Your instructions: Pick out each line of the material below that contains the string "tower", and copy those lines.

Records:
• • • • •

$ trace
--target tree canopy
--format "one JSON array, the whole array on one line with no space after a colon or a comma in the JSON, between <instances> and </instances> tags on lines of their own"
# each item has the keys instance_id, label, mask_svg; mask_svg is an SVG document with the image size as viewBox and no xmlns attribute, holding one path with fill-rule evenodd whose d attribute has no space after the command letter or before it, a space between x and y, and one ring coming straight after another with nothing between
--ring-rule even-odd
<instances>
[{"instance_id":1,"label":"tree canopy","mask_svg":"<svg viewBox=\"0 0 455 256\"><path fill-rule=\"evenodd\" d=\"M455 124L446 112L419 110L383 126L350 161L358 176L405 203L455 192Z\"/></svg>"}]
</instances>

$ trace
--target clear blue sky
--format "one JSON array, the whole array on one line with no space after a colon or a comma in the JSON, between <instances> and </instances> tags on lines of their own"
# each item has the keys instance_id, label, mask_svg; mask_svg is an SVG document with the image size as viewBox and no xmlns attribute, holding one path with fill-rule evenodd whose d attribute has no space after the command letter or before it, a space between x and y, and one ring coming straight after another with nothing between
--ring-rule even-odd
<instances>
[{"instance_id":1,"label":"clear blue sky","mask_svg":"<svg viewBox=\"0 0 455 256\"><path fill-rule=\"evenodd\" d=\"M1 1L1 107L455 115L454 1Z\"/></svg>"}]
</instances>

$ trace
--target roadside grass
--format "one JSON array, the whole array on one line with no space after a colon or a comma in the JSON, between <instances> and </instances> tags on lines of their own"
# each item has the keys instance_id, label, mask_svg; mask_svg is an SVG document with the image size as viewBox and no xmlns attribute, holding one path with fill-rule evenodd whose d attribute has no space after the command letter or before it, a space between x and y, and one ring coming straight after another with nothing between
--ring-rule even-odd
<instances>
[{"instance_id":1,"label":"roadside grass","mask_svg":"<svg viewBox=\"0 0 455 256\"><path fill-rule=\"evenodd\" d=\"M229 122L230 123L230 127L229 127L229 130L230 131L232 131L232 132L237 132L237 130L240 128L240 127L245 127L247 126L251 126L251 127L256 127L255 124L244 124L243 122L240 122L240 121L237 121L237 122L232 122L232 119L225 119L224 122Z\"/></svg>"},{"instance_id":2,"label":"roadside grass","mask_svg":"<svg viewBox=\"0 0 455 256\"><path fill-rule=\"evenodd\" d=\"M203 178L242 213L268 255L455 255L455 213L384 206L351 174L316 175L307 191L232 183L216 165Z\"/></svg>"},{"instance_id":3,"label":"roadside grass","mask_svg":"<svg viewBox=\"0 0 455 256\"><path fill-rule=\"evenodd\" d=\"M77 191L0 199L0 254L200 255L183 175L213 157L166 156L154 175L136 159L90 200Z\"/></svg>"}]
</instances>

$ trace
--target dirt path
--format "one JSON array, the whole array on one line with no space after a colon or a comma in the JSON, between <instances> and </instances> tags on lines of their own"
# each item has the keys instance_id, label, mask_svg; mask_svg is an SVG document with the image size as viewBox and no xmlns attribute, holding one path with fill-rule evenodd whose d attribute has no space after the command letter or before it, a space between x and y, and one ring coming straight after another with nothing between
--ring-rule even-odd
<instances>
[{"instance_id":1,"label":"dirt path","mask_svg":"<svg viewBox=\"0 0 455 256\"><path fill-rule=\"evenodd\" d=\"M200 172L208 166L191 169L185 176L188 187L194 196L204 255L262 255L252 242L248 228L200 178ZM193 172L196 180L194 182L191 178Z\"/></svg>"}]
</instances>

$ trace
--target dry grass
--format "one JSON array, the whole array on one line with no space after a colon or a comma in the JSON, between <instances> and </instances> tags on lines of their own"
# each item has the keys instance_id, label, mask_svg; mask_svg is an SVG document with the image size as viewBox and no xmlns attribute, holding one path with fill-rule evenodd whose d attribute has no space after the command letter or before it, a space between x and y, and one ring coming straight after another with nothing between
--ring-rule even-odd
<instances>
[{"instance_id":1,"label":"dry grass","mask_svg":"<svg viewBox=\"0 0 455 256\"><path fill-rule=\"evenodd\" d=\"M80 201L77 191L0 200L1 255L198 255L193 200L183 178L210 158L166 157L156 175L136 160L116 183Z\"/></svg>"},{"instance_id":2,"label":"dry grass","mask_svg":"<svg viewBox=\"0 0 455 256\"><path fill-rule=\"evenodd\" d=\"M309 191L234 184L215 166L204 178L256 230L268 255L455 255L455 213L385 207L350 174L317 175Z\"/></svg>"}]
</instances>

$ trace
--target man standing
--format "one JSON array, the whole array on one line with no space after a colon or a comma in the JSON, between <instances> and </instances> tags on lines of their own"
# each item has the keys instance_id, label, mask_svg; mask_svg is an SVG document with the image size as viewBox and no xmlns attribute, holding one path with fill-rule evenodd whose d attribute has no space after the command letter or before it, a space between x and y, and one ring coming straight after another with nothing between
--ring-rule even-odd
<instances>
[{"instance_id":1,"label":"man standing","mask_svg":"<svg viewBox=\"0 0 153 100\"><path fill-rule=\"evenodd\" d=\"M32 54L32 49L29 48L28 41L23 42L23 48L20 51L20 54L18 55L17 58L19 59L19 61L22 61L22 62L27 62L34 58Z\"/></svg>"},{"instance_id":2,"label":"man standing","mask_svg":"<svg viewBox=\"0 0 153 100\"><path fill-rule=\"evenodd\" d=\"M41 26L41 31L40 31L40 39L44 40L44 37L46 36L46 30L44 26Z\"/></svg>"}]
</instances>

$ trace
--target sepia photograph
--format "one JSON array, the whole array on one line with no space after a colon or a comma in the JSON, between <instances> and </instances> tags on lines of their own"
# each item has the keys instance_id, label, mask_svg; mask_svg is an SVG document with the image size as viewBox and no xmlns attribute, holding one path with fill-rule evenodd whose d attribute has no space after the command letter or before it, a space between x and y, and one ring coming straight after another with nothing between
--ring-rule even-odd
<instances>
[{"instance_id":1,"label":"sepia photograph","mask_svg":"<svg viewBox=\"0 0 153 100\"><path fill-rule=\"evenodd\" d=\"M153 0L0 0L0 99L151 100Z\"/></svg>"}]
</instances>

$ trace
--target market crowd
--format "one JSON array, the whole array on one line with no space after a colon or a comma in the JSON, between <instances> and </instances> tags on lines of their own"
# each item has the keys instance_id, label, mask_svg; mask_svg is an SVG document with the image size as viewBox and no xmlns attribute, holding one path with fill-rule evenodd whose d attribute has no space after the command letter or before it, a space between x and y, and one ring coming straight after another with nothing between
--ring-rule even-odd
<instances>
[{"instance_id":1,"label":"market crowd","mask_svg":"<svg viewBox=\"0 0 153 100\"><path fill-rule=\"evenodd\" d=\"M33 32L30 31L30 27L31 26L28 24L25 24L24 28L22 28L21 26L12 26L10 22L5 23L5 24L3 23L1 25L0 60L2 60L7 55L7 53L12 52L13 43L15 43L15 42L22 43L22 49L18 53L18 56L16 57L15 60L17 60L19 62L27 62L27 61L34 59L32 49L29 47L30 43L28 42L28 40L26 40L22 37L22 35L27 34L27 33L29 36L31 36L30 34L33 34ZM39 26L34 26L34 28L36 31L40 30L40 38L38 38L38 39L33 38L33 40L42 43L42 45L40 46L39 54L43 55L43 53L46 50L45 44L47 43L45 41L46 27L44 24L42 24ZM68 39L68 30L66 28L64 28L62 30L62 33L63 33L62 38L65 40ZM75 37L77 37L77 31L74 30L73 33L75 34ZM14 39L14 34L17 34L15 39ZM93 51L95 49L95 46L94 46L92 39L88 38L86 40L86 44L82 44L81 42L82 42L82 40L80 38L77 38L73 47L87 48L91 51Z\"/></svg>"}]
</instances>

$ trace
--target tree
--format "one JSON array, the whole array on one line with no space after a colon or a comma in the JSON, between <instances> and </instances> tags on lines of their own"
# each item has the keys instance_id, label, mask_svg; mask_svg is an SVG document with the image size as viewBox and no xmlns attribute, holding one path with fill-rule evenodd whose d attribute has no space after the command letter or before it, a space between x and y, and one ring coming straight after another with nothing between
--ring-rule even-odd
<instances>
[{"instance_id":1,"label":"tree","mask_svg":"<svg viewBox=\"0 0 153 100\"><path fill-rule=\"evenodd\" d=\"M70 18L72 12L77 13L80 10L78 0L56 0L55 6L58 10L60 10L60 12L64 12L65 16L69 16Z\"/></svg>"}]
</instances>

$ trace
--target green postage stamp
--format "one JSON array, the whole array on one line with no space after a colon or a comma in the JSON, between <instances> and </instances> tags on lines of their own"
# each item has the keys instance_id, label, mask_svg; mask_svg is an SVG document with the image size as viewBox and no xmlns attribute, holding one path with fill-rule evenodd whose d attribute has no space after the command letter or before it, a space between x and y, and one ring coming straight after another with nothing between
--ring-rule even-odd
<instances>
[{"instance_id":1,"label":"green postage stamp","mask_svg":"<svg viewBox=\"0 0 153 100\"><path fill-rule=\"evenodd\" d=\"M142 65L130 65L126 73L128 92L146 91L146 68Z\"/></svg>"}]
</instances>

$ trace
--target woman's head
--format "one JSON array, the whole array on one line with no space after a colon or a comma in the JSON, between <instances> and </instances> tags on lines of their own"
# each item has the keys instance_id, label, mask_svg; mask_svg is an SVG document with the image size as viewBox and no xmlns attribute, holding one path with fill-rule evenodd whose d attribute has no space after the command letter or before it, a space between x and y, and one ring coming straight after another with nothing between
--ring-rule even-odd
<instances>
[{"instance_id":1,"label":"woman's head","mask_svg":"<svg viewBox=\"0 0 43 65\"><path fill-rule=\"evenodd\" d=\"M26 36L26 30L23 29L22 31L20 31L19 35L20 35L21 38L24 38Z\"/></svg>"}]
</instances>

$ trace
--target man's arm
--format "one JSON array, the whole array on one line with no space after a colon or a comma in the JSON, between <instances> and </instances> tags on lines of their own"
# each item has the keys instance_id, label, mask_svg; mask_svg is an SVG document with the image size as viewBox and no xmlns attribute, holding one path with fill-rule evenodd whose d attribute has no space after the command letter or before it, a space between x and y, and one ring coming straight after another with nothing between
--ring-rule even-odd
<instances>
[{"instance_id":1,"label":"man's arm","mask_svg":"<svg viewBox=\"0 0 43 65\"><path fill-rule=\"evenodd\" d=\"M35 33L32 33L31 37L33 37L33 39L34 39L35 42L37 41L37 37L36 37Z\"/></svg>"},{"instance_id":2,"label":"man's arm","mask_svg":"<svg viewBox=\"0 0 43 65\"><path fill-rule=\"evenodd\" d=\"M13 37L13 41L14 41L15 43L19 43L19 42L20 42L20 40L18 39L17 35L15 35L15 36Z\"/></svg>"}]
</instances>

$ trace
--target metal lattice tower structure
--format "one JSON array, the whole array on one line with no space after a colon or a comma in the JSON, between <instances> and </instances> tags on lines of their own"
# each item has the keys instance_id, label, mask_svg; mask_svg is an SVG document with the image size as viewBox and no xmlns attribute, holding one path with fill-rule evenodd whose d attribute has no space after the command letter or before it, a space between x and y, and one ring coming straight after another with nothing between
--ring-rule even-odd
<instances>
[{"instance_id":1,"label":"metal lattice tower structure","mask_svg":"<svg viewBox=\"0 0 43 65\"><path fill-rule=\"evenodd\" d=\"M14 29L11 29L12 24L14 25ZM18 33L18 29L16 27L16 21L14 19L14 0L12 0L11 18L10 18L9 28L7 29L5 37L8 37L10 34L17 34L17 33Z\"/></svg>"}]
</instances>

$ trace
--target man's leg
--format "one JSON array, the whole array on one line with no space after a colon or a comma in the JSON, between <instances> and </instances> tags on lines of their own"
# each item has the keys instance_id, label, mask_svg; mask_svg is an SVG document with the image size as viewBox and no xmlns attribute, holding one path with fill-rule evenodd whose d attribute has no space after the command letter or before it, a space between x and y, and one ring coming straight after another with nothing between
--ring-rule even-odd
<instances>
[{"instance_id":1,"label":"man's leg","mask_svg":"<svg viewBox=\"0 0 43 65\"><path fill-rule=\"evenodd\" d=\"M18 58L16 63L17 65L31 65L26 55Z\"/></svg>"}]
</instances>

• • • • •

Answer to the exercise:
--target metal lattice tower structure
[{"instance_id":1,"label":"metal lattice tower structure","mask_svg":"<svg viewBox=\"0 0 43 65\"><path fill-rule=\"evenodd\" d=\"M14 29L11 29L12 24L14 25ZM18 33L18 29L16 27L16 21L14 19L14 0L12 0L11 18L10 18L9 28L7 29L5 37L8 37L10 34L17 34L17 33Z\"/></svg>"}]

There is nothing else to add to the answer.